**Records supplied:**

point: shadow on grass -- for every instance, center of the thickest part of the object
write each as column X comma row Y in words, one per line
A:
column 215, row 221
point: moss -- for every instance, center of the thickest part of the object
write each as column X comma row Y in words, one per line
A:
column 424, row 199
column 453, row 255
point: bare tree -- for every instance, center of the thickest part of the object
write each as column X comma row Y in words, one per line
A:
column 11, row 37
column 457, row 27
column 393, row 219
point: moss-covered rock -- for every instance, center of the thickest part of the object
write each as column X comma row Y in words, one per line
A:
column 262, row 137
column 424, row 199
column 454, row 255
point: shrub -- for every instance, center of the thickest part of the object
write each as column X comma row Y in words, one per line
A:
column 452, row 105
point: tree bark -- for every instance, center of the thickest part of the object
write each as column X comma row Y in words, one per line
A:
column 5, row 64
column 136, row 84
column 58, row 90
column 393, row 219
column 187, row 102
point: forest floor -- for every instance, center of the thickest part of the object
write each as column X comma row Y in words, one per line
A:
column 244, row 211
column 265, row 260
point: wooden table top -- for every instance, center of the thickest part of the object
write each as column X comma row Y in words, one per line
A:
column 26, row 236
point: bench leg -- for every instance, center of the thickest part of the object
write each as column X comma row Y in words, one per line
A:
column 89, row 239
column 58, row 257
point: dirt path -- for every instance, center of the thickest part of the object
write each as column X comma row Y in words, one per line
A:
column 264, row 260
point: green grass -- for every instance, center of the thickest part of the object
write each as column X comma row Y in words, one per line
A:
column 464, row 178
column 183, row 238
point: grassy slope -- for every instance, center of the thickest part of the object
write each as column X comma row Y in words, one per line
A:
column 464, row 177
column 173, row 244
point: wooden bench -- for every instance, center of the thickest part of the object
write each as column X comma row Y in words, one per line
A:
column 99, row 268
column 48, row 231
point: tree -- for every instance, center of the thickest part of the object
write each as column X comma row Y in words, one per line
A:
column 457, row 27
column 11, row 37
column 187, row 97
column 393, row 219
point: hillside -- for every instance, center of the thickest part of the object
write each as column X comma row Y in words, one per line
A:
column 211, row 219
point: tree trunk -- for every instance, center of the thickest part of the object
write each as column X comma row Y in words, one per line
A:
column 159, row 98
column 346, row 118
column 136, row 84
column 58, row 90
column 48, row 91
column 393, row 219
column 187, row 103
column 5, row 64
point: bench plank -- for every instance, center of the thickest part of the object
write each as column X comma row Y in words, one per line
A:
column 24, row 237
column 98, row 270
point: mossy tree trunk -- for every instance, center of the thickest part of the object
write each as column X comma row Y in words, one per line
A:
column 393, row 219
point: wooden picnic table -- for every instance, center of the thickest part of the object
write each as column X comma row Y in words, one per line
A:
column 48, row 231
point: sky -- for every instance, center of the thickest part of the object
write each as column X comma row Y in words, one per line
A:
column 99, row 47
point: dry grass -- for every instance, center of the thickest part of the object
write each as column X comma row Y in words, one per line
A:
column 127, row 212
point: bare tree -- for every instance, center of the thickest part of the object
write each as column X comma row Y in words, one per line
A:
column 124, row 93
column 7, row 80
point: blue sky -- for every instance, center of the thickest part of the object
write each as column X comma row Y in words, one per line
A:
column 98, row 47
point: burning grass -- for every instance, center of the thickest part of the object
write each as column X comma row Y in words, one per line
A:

**Work item:** Copy the records. Each line should match exactly.

**Answer below:**
point: shadow on grass -- for every instance, center of the thickest part of the object
write each as column X comma row Y in words, one per line
A:
column 215, row 221
point: moss -- for every instance, center of the thickest part of the object
write each as column X comma row Y in words, one per line
A:
column 424, row 199
column 453, row 255
point: bare tree -- for every instance, center of the thickest part of the object
write each as column X comma row Y in words, one per line
A:
column 11, row 37
column 457, row 27
column 393, row 219
point: moss-covered rock -- for every instance, center of the thickest part of the object
write each as column X comma row Y in words, one per line
A:
column 262, row 137
column 424, row 199
column 454, row 255
point: shrub -- for every instance, center of the thickest part of the object
write each as column X comma row Y in words, one per line
A:
column 452, row 105
point: tree bark -- for every instance, center of the thickest part of the object
write each as column X comma row Y in words, one per line
A:
column 5, row 64
column 136, row 84
column 58, row 90
column 393, row 219
column 187, row 102
point: forest floor -- for every instance, center of the thickest part of the object
write each as column X comma row Y in words, one per line
A:
column 244, row 211
column 265, row 260
point: wooden table top -- for every instance, center of the thickest part of the object
write each as column X comma row Y in words, one per line
A:
column 26, row 236
point: bench leg -- for every instance, center of the thickest part of the object
write each as column X comma row Y in words, one per line
A:
column 89, row 239
column 58, row 257
point: dirt path -- for every instance, center of the thickest part of the object
write each as column X comma row Y in words, one per line
A:
column 264, row 260
point: green grass -- for every instance, center of the thickest part of the object
write each as column X comma row Y in words, one per line
A:
column 464, row 178
column 183, row 238
point: grassy slope -- for every instance, center of the thickest part of the object
write each as column X comma row Y in words, one per line
A:
column 464, row 177
column 173, row 244
point: wooden bench -- for every instance, center of the thickest part of the object
write each as column X comma row Y in words, one per line
A:
column 99, row 268
column 48, row 231
point: tree -- for every instance, center of the thickest part of the object
write each as column X comma row Y in words, one per line
A:
column 457, row 27
column 11, row 37
column 187, row 97
column 393, row 219
point: hillside -- for every instance, center of the thickest part of the object
write each as column X comma row Y in words, one per line
A:
column 211, row 219
point: tree trunk -- for every instance, center of the thickest part of the object
write each as column X comma row Y in words, one per line
A:
column 159, row 98
column 346, row 118
column 136, row 84
column 58, row 90
column 48, row 91
column 393, row 219
column 187, row 103
column 5, row 64
point: bench plank -- for every instance, center of the thickest part of the object
write each as column X comma row Y in words, one per line
A:
column 24, row 237
column 98, row 270
point: mossy tree trunk -- for every instance, center of the thickest part of the object
write each as column X comma row Y in words, one per line
A:
column 393, row 219
point: wooden picnic table -- for every instance, center of the thickest part of the object
write each as column X comma row Y in words, one per line
A:
column 48, row 231
point: sky -- for every instance, center of the thickest part of the object
write each as column X comma row Y in words, one per line
A:
column 99, row 47
point: dry grass -- for every instance, center of the thickest part of the object
write each as column X comma row Y in words, one per line
A:
column 127, row 212
point: bare tree -- for every instance, center of the thickest part of the object
write each as column X comma row Y in words, one per line
A:
column 124, row 93
column 7, row 80
point: blue sky -- for every instance, center of the thickest part of the object
write each as column X comma row Y in words, one per line
A:
column 98, row 47
point: burning grass -- for every instance, center of the thickest part of the object
write each as column X comma row Y in words, one per line
A:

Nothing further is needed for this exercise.